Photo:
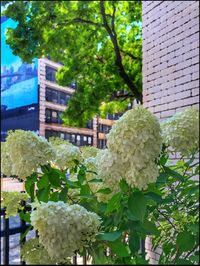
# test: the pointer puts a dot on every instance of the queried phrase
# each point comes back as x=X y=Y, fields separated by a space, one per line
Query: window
x=102 y=143
x=52 y=116
x=50 y=74
x=56 y=96
x=76 y=139
x=89 y=124
x=104 y=128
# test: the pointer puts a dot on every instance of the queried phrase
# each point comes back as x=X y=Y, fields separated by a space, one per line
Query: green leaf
x=25 y=233
x=30 y=187
x=85 y=190
x=119 y=248
x=162 y=178
x=112 y=236
x=185 y=241
x=43 y=194
x=81 y=175
x=25 y=216
x=95 y=180
x=123 y=185
x=73 y=184
x=151 y=228
x=54 y=179
x=63 y=194
x=104 y=191
x=43 y=182
x=137 y=205
x=54 y=196
x=173 y=174
x=134 y=242
x=114 y=203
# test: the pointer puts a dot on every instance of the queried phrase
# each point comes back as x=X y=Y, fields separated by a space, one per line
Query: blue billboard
x=19 y=88
x=19 y=81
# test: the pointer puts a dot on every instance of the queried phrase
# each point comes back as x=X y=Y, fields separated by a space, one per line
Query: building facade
x=170 y=63
x=52 y=102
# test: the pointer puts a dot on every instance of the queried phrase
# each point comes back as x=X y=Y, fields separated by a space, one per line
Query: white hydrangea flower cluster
x=64 y=229
x=27 y=151
x=181 y=131
x=6 y=163
x=65 y=155
x=33 y=253
x=134 y=143
x=109 y=169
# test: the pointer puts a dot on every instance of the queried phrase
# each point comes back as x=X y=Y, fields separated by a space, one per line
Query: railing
x=7 y=231
x=21 y=228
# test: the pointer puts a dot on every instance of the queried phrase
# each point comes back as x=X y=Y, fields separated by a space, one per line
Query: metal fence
x=6 y=232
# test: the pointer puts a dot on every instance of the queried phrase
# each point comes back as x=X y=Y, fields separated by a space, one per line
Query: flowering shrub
x=181 y=131
x=12 y=202
x=65 y=155
x=27 y=152
x=75 y=229
x=35 y=254
x=131 y=187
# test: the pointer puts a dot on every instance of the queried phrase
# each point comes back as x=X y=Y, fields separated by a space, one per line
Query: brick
x=182 y=95
x=167 y=113
x=195 y=91
x=183 y=80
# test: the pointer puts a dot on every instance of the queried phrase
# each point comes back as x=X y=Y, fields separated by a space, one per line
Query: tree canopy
x=98 y=43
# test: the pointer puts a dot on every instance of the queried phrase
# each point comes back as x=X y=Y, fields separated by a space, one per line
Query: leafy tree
x=98 y=43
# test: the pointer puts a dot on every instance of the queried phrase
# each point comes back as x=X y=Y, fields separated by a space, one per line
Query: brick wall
x=170 y=62
x=170 y=56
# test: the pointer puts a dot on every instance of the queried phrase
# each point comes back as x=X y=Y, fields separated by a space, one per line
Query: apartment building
x=52 y=102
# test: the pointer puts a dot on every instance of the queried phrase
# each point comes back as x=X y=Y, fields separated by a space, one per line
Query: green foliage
x=12 y=202
x=177 y=215
x=167 y=210
x=98 y=42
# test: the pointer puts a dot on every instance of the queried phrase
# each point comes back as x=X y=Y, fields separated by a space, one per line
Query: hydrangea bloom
x=136 y=139
x=109 y=169
x=66 y=154
x=27 y=152
x=12 y=202
x=64 y=229
x=33 y=253
x=6 y=163
x=181 y=131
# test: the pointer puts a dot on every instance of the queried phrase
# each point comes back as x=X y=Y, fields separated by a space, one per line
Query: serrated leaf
x=123 y=185
x=173 y=173
x=43 y=182
x=54 y=179
x=137 y=205
x=112 y=236
x=43 y=194
x=104 y=191
x=185 y=241
x=119 y=248
x=113 y=203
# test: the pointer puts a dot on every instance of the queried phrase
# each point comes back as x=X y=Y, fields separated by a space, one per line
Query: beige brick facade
x=170 y=62
x=170 y=56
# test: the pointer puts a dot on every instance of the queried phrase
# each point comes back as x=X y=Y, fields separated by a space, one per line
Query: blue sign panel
x=19 y=88
x=19 y=81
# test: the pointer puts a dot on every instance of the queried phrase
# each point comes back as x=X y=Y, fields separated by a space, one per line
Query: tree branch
x=131 y=55
x=118 y=61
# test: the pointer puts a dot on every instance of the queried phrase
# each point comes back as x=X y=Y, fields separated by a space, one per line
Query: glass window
x=73 y=138
x=78 y=140
x=54 y=97
x=62 y=135
x=50 y=74
x=48 y=95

● Exercise prompt:
Keep every word of the material exactly as given. Drop the pictures.

● Task result:
Photo:
# test: the pointer puts a dot on every instance of the queried phrase
# each point comes back as x=X y=Y, fields separated by a space, one per line
Query: window
x=102 y=143
x=52 y=116
x=50 y=74
x=56 y=96
x=76 y=139
x=89 y=124
x=104 y=128
# test: the pointer puts a dot on every instance of the queried phrase
# each point comes back as x=X y=Y, fields separated by a space, one per line
Query: green leaf
x=25 y=233
x=30 y=187
x=85 y=190
x=119 y=248
x=162 y=178
x=112 y=236
x=185 y=241
x=43 y=194
x=81 y=175
x=25 y=216
x=95 y=180
x=123 y=185
x=73 y=184
x=151 y=228
x=54 y=179
x=63 y=194
x=104 y=191
x=43 y=182
x=137 y=205
x=54 y=196
x=173 y=174
x=134 y=242
x=114 y=203
# test: the pointer puts a dot on every instance of the queried phrase
# each point comes back as x=X y=Y, fields separated by a space, one per line
Query: blue billboard
x=19 y=88
x=19 y=81
# test: the pointer puts a dot on every instance of the queried phrase
# each point comes back as x=X y=Y, fields separated by a space, one per line
Query: building facade
x=170 y=63
x=52 y=102
# test: the pointer puts a dot on every instance of the queried phrase
# each point comes back as x=X y=Y, fields separated by a space, one per line
Query: white hydrangea flower cluster
x=64 y=229
x=27 y=151
x=181 y=131
x=6 y=163
x=65 y=155
x=33 y=253
x=134 y=143
x=109 y=169
# test: the pointer puts a dot on every instance of the queried phrase
# each point comes back as x=X y=Y, fields separated by a space, one per line
Query: railing
x=7 y=231
x=21 y=228
# test: the pointer puts a dot on every instance of the queried phrase
# each point comes back as x=X y=Y, fields separated by a space, one per line
Query: metal fence
x=6 y=232
# test: the pointer puts a dot on every instance of the queried phrase
# each point comes back as x=X y=Y, fields separated by a space, one per line
Query: flowering shrub
x=181 y=131
x=12 y=202
x=65 y=155
x=27 y=152
x=75 y=229
x=35 y=254
x=131 y=187
# test: the pointer puts a dot on every instance of the queried phrase
# each point comes back as x=X y=Y, fields separated by a space, one per line
Query: brick
x=182 y=95
x=167 y=113
x=195 y=91
x=183 y=80
# test: the pointer puts a dot on every instance of the queried phrase
# each point comes back as x=X y=Y, fields separated by a space, one per line
Query: tree canopy
x=98 y=43
# test: the pointer puts a dot on every instance of the queried phrase
# each point comes back as x=X y=Y, fields separated by a space, one per line
Query: leafy tree
x=98 y=43
# test: the pointer puts a dot on every instance of the queried phrase
# each point comes back as x=X y=Y, fields separated by a space, one per line
Query: brick wall
x=170 y=62
x=170 y=56
# test: the pointer puts a dot on every instance of the queried phrase
# each point comes back as x=X y=Y, fields separated by a space, one per line
Query: apartment building
x=52 y=102
# test: the pointer puts a dot on every instance of the queried phrase
# each point comes back as x=X y=Y, fields separated by a space, one per line
Query: green foliage
x=12 y=202
x=177 y=215
x=167 y=210
x=98 y=42
# test: the pointer puts a dot on every instance of the queried phrase
# each point comes back as x=X y=Y, fields separated by a space, one per line
Query: hydrangea bloom
x=136 y=139
x=109 y=169
x=66 y=154
x=27 y=152
x=12 y=202
x=64 y=229
x=33 y=253
x=6 y=163
x=181 y=131
# test: the pointer puts a dot on every instance of the queried phrase
# each point comes back as x=X y=Y, fields separated by a space, one per line
Query: serrated leaf
x=123 y=185
x=173 y=173
x=43 y=182
x=54 y=179
x=137 y=205
x=112 y=236
x=43 y=194
x=104 y=191
x=185 y=241
x=119 y=248
x=113 y=203
# test: the pointer puts a dot on every instance of the queried phrase
# each point comes back as x=X y=Y, fields separated by a space, one per line
Query: beige brick facade
x=170 y=62
x=170 y=56
# test: the pointer puts a dot on every instance of the queried phrase
# each point comes back as x=X y=Y, fields separated by a space, one per line
Query: blue sign panel
x=19 y=88
x=19 y=81
# test: the pointer puts a dot on every instance of the queried phrase
# each point comes back as x=X y=Y, fields separated by a space, one per line
Query: tree branch
x=131 y=55
x=118 y=61
# test: the pointer puts a dot on every instance of the queried phrase
# each point comes back as x=X y=Y, fields separated by a space, one per line
Query: glass window
x=73 y=138
x=78 y=140
x=54 y=97
x=62 y=135
x=50 y=74
x=48 y=95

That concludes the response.